(Text for analysis):
What are Aubra’s potential side effects?

This is a great question and more and more research is being done to better understand them.  While some people experience few to no side effects, they can also range from acne (even if some people are put on hormonal birth control to help alleviate acne), skin rashes, nausea, dizziness, migraines, mood swings, yeast infections, hair loss, depression, low-libido and more. For a complete list of potential side effects check out Aubra’s website.  

We recommend tracking how you feel while on any birth control. After all, you are putting hormones into your body, which changes the whole ecosystem—it’s important to stay on top of it! If at any point you feel off, talk to your practitioner.

Interactions

I’m on Aubra. How do I know if something is wrong?

Planned Parenthood suggests that if you’re taking combination birth control there are a few warning signs to look out for that would require immediate medical attention:

  • Sudden back/jaw pain along with nausea, sweating or trouble breathing

  • Chest pain or chest discomfort

  • Achy soreness in the leg(s)

  • Trouble breathing

  • Severe pain in belly or stomach

  • Sudden acute headache

  • Headaches that are different, worse or more frequent than usual

  • Aura (when you see splotches, flashing, or zigazg lines)

(Task brief):
Translate this sentence from the text on Aubra's side effects into Spanish: "We recommend tracking how you feel while on any birth control."

(Recorded information):
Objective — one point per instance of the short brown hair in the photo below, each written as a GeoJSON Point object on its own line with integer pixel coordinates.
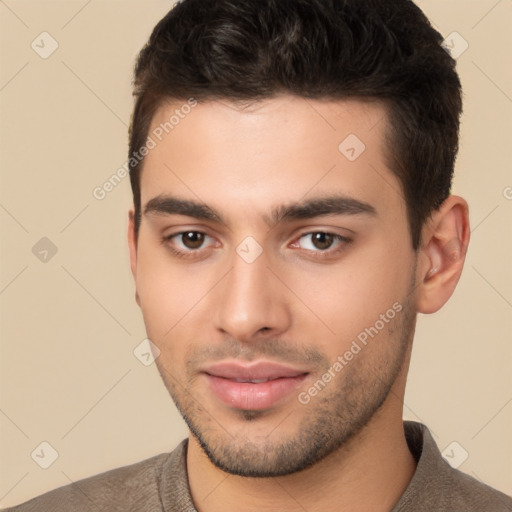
{"type": "Point", "coordinates": [324, 49]}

(Exercise response):
Recomendamos llevar un registro de cómo te sientes mientras usas cualquier método anticonceptivo.